- [TASK REQUIREMENTS]: Please copy the Ars Magica post starting at the words "I'm still against" and ending after "of the cookie.", and swap "raisin" for "cherry" wherever it appears in that span.

- [TEXT SECTION]:
········

So, I've been re-reading @ezzelino's post above a few more time. And discussed it a little bit with my SO - who also plays Ars Magica.
And...

We seem to agree that Type I Circles are silly and a bad idea. No surprise there I suppose.

Then I realized that I agree with a lot of the arguments put forth by @ezzelino in the post above, but to me, they are arguments in favour of breakable circles, not against them. Creating vulnerabilities like that seems cool.
In fact, ezze's arguments moved me towards an acceptance of type 1 Circles, assuming that:

  • Breaking them will also destroy the spells they 'support'
  • Anyone able to sense/detect magic should be able to trace the effects of the spell back to the circle, as they are connected by a strand of magic.

I'm still against type I circles though.

PS: Most of what @ezzelino states he wants from "Indestructible Type I Circles", he can get from T: Room. Don't be silly, put in the extra work for those 2 extra magnitudes. It'll be good for you.

PPS

This is not about the wizard wanting a circle undisturbed. It's about allowing stuff to be activated at a distance by breaking local circles. Let's look at just one example. Imagine a wizard wants to arm a grog with magical explosives for a mission that will take a few days, without spending any vis, or any significant time. He can then bake a batch of circular cookies. Then he places a raisin on top of each cookie, and he casts a highly destructive effect on each raisin, suspending it with a D:Moon, T:Circle (type I) ReVi spell traced on the outer rim of the cookie.

The destructive effect is then released whenever the ReVi spell expires, i.e. after T:Moon or when the Circle is destroyed, whichever comes sooner. The grog can then place the raisin at the desired spot without breaking the ReVi spell (it's of type I, so the raisin can leave the cookie); lay low in ambush some distance away; and, when a victim arrives, bite the cookie, which breaks the ReVi spell (it's vulnerable to Circle erasure) and detonates the bomb.

········

- [Stored data entries]:
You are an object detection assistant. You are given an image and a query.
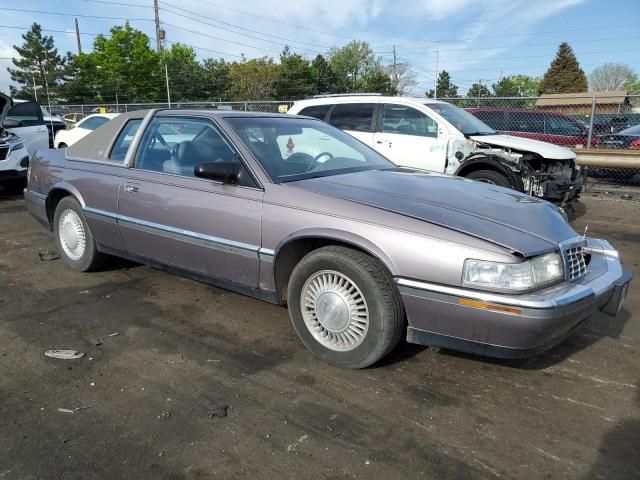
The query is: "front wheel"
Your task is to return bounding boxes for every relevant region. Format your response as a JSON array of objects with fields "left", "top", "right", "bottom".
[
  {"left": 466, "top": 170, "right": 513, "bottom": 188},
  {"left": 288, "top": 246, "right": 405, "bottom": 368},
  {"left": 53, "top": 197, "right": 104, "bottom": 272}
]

········

- [RESPONSE]:
I'm still against type I circles though.

PS: Most of what @ezzelino states he wants from "Indestructible Type I Circles", he can get from T: Room. Don't be silly, put in the extra work for those 2 extra magnitudes. It'll be good for you.

PPS

This is not about the wizard wanting a circle undisturbed. It's about allowing stuff to be activated at a distance by breaking local circles. Let's look at just one example. Imagine a wizard wants to arm a grog with magical explosives for a mission that will take a few days, without spending any vis, or any significant time. He can then bake a batch of circular cookies. Then he places a cherry on top of each cookie, and he casts a highly destructive effect on each cherry, suspending it with a D:Moon, T:Circle (type I) ReVi spell traced on the outer rim of the cookie.